**Explore the material:**
(A) Decide whether each statement below agrees with the passage on Arista switches, answering yes or no and quoting the deciding words of the passage: (i) MLAG and VARP depend on proprietary protocols; (ii) registration is needed to use EOS Central; (iii) developers can access SysDB to build add-ons.
(B) In the passage on Arista switches, what does the SysDB database contain?
(C) Write the next part of the passage on Arista switches, beginning after its final sentence.

**Extract to read:**

■ ■ ■ ■ ■

Arista is a big believer in open standards, and there are no proprietary protocols found in EOS. Even features such as MLAG and VARP, both Arista developments, use behaviors found in existing open-standard protocols, the details of which we will see later in Chapters 12 and 14.
Perhaps even more impressively, Arista allows the user to access the underlying Linux operating system and to even write Python scripts that can control the switch. This is a significant difference from other vendors who advertise that their switches run a derivative of Linux. While those switches may be based on Linux, you can’t get to it, and all the power of Linux remains just out of your grasp, while you struggle with a new operating system that’s mostly like the one you’ve grown accustomed to.
On an Arista switch, the switch is running Linux. In fact, the switch is actually a Linux server with custom hardware that has a lot of interfaces. I’ll show you just how true that is in this book.
Some customers have even built their own interface to the switches, bypassing EOS altogether. Arista offers APIs for programmers toward this end, and even hosts a website where customers can share their ideas or scripts with other users. This website, entitled EOS Central, can be found at http://eos.aristanetworks.com/ (registration is required).
Arista switches have, at their heart, a database called SysDB. This database contains the state information and settings for the switch, organized in such a way that every module can access it with ease. What’s more, Arista allows developers to access SysDB so that they can create add-ons.
Traditional networking hardware uses a monolithic software architecture. This means that there is a pretty significant risk of a bug in one section of code affecting or even bringing down the entire device. Furthermore, updating one section of code can be difficult because there may be repercussions in other areas unforeseen by the developer.

■ ■ ■ ■ ■

**Information given:**
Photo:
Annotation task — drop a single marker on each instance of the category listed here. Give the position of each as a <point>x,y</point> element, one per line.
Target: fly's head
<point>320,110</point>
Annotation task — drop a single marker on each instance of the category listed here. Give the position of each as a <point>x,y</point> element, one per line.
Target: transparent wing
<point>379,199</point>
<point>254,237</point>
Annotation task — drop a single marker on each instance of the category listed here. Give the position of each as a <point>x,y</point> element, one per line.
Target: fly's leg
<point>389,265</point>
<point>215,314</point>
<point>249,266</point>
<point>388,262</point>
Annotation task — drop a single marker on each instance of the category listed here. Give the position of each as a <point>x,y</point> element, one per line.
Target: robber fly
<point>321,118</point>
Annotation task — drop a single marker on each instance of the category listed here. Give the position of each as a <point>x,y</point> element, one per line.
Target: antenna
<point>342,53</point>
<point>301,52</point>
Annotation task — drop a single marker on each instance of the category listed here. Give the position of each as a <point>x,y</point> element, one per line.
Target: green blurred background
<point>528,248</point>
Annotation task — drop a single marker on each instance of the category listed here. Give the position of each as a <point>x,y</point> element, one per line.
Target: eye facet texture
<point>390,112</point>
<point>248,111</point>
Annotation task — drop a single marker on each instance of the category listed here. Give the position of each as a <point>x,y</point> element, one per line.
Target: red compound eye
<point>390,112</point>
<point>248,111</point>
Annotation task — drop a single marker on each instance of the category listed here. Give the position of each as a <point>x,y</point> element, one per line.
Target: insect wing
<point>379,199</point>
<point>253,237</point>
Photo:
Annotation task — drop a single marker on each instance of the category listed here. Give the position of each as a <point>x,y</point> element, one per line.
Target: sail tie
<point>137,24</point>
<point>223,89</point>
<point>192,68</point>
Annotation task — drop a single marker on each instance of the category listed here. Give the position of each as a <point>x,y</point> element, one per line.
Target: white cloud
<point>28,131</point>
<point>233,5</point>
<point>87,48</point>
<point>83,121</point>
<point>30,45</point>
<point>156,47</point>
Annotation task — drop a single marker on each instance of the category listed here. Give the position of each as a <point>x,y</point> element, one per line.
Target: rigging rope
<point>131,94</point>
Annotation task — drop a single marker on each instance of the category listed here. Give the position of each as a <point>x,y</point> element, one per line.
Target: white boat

■ ■ ■ ■ ■

**Responses by item number:**
(A)
(i) No: "use behaviors found in existing open-standard protocols"
(ii) Yes: "(registration is required)"
(iii) Yes: "Arista allows developers to access SysDB so that they can create add-ons"

(B) It contains the state information and settings for the switch.

(C)
Arista’s EOS is more modular. Not only does EOS separate the networking state from the processing, but drivers, processes, management, and even security patches run in user address space, not in the kernel. This means that any process can be restarted without affecting the state of the network that it controls. This also means that any module can be upgraded without affecting traffic flow. Modules can be added with ease, and faults are isolated to their individual user spaces. Should one process crash, it cannot affect the rest of the system. Should the process crash or lock up, the EOS process manager (ProcMgr) can restart it without affecting other modules, and without affecting the networking state. Since SysDB is just a database, and contains no application code, it is extremely reliable.
Since EOS is so modular, the drivers for the ASICs are merely modules. Because of this, EOS is the same for every switch Arista makes. There are no release trains, no hardware-specific downloads, and no hours wasted trying to find the right code. If you want EOS 4.7.7, you download the code named EOS-4.7.7.swi. If you have a 384-port 7508 chassis switch or a 24-port 7124 fixed-configuration switch, the software image is the same.
You can see this in action, though indirectly. When you first log in to an Arista switch, the first thing you
might do is issue the show run
command.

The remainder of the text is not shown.